Text block Start Marker

Suddenly, I seem to have reached the At-Your-Age stage of life.
I say “suddenly” because I didn’t realize I was headed in a new direction. I was just living my life, staying busy, having fun and doing my thing. I didn’t know I was headed for a “stage” in life at all.
Then people began prefacing their remarks to me with “At Your Age....”
The first place I noticed the phrase was at a fastfood counter. I ordered coffee one day and was told, “At Your Age, you can get coffee at a reduced price.” Well, saving money seemed like a good idea, so I unwittingly entered the stage of life called “At Your Age.”
Then, every time I went to a doctor, dentist or optometrist, every little ailment they detected was due to being At Your Age. If my eyes were dry, it was because At Your Age this often happens. If my knees squeaked a little occasionally, that was to be expected “At Your Age.” It was suggested that I take ibuprofen and accept the squeak as the least of my worries.
If my teeth weren’t as strong as they used to be, they, too, were experiencing the effects of being “At Your Age.”
Then I noticed that clerks in stores— when I could find one — now think it’s appropriate to call me Sweetheart, Dear, and Honey. It’s like they have to coax some batty old codger off the ledge at the nursing home by being extra nice. And the batty old codger is me.
They don’t say it when I plop my animal print pants or my cute boots on the counter and whip out my debit card, but I can see it in the clerk’s eyes: “Really? You’re going to wear this At Your Age, Sweetheart?” I can tell they were expecting to ring up some nice roomy elastic-waist pants in a muddy pink shade and a pair of orthopedic sneakers for a dame At My Age.
Medicare, and to a certain extent my supplemental insurance company, have decided that At My Age I no longer need certain tests, procedures and medications like the ones that might keep me alive longer.
So I get polite notices in the mail that Medicare will no longer pay for this test or that medication and they’re sorry for any inconvenience this might cause. Well yes, it is inconvenient having to pay full price for a medication they won’t pay for but still pay my full Medicare and insurance premiums.
The notices always add that if I wish to contest their decision I may call their toll-free number, get in line behind 12,000 other oldsters who will be calling to contest the decision that day, and wait for the nice robot to become available to help me as soon as possible. Like sometime next month.
But they reason, what else have you got to do At Your Age than to sit there listening to the elevator music and waiting for Robo-Help?
Of course, I understand that the changes in their services are designed to convince me to die sooner, thus relieving the country of another batty old codger who is soaking up the country’s limited healthcare funds that could go an illegal Somali immigrant in Minnesota.

Text block End Marker

### Assignment:
Type out the essay on aging word for word, from "So I get polite" to "sometime next month.". The records that come next are from a different source than the essay.

Data for analysis Start Marker

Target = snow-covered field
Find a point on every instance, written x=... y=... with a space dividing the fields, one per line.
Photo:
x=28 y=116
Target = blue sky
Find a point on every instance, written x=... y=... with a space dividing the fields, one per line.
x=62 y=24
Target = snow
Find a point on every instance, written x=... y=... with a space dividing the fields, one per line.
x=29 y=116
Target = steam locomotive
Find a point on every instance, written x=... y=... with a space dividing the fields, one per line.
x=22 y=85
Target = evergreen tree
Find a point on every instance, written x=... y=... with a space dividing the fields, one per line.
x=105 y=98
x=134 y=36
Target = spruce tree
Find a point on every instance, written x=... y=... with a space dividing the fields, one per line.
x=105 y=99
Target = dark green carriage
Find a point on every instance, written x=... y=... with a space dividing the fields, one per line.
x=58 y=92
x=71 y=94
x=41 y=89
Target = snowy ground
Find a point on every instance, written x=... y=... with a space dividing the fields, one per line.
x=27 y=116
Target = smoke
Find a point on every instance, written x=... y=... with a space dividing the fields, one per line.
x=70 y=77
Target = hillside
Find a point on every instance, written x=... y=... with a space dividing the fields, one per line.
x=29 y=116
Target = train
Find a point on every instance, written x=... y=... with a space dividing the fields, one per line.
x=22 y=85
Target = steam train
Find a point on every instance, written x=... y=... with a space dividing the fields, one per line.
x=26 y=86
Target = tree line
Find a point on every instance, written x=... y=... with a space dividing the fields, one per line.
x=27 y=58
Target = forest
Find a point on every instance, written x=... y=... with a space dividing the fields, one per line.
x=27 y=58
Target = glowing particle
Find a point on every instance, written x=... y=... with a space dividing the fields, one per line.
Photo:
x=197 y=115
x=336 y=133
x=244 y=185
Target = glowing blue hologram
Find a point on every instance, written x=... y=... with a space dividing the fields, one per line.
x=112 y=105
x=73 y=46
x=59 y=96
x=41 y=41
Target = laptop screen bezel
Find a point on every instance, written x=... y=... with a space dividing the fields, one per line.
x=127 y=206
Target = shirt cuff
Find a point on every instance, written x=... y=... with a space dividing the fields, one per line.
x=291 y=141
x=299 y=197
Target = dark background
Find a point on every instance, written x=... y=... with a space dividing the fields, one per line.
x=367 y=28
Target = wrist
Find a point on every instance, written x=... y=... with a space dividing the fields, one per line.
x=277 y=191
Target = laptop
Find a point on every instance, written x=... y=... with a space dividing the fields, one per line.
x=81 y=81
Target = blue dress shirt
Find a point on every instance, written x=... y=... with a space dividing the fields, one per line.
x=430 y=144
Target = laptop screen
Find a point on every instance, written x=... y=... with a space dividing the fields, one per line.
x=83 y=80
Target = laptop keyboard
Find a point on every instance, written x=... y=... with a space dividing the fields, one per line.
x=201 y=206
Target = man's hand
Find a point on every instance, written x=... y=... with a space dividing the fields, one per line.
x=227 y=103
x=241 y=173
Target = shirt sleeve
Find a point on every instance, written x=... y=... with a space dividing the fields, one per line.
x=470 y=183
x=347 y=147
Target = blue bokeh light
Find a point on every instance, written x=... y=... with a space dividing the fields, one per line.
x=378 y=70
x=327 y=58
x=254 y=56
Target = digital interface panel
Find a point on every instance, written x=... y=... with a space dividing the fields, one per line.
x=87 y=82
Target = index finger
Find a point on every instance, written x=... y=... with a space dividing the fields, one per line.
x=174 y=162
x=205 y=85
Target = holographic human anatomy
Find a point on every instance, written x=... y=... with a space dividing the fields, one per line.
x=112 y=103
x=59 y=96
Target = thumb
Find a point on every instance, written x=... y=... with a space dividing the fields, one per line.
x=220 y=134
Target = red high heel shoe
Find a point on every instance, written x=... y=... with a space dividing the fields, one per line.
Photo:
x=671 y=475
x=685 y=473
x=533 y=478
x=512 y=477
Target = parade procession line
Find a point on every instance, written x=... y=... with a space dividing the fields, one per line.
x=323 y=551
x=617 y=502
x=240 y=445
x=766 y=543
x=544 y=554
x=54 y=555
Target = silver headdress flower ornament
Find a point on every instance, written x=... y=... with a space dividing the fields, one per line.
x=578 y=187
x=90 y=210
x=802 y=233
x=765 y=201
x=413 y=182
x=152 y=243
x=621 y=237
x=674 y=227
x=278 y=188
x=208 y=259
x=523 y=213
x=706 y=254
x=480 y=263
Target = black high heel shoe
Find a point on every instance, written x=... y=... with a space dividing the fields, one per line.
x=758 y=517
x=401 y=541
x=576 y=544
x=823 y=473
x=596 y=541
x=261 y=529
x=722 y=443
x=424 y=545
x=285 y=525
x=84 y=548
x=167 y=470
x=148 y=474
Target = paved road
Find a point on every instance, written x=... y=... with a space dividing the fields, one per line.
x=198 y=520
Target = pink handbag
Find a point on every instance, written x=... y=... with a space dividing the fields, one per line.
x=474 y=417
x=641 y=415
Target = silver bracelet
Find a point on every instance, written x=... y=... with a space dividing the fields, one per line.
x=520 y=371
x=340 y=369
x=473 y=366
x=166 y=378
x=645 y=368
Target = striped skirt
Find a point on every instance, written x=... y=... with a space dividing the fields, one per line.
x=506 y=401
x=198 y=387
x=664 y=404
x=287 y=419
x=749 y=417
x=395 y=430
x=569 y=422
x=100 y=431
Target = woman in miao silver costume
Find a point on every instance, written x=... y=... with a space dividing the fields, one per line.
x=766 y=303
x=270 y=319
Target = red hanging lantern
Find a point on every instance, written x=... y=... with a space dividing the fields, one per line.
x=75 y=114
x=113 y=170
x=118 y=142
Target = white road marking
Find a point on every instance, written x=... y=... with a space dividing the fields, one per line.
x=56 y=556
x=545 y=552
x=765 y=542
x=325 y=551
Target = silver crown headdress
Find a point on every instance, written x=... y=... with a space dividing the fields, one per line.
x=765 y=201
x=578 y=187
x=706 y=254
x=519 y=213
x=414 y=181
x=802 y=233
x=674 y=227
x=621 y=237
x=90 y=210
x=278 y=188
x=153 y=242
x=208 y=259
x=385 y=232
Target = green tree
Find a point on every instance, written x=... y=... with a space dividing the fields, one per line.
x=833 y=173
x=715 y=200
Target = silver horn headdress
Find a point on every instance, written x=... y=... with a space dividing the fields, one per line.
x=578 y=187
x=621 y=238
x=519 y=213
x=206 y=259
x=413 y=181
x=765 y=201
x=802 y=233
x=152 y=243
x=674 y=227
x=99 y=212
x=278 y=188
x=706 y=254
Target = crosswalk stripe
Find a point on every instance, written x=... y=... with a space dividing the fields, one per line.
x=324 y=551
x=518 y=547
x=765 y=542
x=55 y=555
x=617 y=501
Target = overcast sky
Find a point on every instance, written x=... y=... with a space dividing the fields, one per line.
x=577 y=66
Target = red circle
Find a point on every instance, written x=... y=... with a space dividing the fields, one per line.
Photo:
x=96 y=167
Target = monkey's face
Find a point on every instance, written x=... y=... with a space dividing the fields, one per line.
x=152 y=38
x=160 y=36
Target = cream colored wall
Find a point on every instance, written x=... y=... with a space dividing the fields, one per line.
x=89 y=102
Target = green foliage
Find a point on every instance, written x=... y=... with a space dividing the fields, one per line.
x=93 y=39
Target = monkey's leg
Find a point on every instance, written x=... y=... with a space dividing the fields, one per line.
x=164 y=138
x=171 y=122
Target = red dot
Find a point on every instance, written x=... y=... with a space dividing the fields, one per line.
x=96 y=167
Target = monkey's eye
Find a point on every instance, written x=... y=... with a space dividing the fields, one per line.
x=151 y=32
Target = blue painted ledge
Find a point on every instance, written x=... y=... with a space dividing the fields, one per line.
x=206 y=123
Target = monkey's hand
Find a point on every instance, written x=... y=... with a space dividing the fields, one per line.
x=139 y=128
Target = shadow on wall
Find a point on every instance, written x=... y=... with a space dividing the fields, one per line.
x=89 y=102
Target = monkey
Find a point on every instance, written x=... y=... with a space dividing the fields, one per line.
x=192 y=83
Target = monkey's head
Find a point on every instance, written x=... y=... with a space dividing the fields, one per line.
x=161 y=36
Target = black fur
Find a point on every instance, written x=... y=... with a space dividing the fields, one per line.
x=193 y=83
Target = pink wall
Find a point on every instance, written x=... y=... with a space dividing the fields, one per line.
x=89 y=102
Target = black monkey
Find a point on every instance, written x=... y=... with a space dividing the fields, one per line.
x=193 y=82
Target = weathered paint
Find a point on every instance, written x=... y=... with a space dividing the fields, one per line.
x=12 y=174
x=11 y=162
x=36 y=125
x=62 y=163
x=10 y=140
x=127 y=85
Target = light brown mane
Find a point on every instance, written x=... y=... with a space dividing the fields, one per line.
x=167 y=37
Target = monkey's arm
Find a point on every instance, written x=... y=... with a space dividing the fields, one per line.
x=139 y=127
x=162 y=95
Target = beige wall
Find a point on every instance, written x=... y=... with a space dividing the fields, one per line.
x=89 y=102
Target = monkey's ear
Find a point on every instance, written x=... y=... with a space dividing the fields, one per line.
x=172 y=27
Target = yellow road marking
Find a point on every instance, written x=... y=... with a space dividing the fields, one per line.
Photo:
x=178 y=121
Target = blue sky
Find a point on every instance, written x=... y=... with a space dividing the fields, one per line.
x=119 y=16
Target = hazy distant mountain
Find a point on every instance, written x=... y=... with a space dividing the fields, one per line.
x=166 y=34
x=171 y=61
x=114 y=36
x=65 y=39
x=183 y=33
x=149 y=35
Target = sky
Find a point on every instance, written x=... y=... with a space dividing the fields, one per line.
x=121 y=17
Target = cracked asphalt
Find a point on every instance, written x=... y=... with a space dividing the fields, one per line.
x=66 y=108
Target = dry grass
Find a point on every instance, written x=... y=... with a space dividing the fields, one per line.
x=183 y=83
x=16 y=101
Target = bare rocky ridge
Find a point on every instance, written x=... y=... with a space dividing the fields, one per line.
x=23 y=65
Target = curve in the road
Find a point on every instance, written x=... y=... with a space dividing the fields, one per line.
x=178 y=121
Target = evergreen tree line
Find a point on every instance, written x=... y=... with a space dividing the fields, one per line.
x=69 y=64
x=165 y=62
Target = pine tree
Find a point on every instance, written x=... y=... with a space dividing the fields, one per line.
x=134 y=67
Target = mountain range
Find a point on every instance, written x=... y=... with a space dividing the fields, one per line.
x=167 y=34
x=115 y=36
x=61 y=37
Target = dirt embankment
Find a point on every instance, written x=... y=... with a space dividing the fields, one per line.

Data for analysis End Marker
Data for analysis Start Marker

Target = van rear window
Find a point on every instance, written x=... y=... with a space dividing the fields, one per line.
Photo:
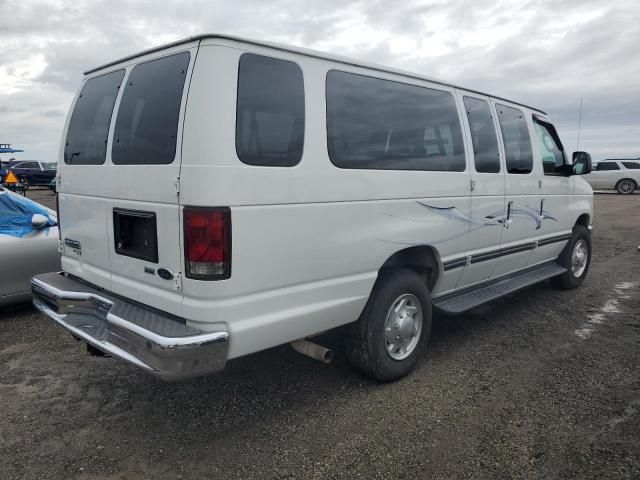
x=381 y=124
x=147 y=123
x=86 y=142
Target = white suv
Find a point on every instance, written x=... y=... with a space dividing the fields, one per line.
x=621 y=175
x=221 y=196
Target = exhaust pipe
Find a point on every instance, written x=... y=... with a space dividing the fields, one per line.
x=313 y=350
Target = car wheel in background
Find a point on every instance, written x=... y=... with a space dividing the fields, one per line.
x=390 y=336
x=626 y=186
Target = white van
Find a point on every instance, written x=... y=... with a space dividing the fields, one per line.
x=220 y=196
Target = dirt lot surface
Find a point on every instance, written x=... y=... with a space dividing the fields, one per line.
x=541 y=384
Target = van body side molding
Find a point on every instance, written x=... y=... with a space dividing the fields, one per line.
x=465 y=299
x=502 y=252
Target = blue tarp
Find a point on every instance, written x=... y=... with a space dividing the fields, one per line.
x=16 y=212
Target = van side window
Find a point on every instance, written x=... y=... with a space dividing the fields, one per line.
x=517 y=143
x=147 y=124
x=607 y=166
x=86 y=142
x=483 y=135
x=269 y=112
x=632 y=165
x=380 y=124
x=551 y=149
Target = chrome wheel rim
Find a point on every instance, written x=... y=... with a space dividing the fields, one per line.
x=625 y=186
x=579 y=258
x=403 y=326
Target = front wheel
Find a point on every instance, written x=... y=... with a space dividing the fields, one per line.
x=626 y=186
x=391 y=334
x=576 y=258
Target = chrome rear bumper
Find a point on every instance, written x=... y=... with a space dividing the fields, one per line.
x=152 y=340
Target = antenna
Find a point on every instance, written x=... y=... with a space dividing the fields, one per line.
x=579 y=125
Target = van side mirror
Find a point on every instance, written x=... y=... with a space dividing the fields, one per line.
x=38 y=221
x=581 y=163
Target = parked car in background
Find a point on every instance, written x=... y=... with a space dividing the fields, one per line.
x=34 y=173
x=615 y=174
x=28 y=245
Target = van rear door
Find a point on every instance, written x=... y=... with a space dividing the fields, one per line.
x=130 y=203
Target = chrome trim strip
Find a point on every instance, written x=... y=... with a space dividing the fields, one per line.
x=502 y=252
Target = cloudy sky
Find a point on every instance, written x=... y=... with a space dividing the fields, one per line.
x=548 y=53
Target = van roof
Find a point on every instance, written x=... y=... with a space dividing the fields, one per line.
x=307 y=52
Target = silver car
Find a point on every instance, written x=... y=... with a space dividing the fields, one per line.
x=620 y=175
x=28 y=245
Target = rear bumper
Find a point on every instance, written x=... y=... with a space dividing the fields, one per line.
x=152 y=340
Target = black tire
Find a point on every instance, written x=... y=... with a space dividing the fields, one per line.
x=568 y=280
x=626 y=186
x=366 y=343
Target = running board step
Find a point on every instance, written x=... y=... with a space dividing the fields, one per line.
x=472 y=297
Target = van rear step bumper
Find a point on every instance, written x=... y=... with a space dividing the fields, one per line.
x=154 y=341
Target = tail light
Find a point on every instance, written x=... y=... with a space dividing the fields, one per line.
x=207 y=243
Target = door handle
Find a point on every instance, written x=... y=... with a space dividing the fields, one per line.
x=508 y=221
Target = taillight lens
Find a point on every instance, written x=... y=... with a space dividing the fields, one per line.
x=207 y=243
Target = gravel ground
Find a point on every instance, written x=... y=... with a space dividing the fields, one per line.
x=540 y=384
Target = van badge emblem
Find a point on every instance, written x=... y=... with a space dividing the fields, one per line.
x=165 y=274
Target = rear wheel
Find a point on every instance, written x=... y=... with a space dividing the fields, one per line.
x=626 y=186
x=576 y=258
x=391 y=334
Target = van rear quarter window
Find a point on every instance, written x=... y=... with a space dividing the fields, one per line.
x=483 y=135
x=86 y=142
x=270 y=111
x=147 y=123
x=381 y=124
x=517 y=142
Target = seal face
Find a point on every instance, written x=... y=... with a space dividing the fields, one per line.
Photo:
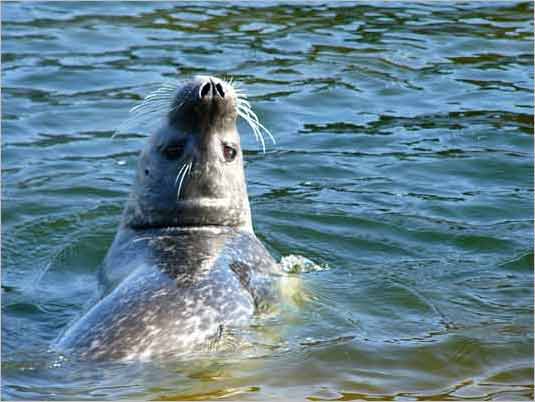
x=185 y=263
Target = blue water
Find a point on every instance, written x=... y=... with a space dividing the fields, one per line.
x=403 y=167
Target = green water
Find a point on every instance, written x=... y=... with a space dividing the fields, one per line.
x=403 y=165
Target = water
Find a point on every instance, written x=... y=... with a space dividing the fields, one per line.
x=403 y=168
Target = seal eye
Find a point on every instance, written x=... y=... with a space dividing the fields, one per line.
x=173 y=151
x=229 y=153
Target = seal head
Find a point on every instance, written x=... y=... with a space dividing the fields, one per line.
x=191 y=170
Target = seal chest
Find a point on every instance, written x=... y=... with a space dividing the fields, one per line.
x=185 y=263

Data for analysis End Marker

### Solution to this task:
So I get polite notices in the mail that Medicare will no longer pay for this test or that medication and they’re sorry for any inconvenience this might cause. Well yes, it is inconvenient having to pay full price for a medication they won’t pay for but still pay my full Medicare and insurance premiums.
The notices always add that if I wish to contest their decision I may call their toll-free number, get in line behind 12,000 other oldsters who will be calling to contest the decision that day, and wait for the nice robot to become available to help me as soon as possible. Like sometime next month.